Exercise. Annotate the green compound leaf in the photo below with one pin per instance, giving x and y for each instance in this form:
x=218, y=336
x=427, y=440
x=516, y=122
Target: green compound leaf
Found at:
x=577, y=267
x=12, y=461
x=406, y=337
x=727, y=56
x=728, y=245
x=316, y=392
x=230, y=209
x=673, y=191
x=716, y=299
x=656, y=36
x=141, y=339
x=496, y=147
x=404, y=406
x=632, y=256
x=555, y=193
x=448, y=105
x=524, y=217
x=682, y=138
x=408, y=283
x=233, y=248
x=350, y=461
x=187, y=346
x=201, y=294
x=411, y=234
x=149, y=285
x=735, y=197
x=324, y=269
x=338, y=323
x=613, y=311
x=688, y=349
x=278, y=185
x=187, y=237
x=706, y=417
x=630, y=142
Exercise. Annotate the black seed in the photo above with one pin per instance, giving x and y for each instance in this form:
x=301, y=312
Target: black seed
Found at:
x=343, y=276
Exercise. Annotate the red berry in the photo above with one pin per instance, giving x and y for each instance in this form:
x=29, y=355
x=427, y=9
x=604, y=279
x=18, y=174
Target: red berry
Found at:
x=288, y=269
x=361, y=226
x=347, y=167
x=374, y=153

================================

■ **Task goal**
Print only these lines, exactly: the one containing "Exercise. Annotate the red" and all after it to the end of the entries.

■ **Result**
Exercise. Annotate the red berry in the photo above with one pin per instance, giving x and y for each instance in this form:
x=29, y=355
x=427, y=9
x=604, y=279
x=18, y=174
Target: red berry
Found at:
x=288, y=269
x=361, y=226
x=347, y=167
x=374, y=153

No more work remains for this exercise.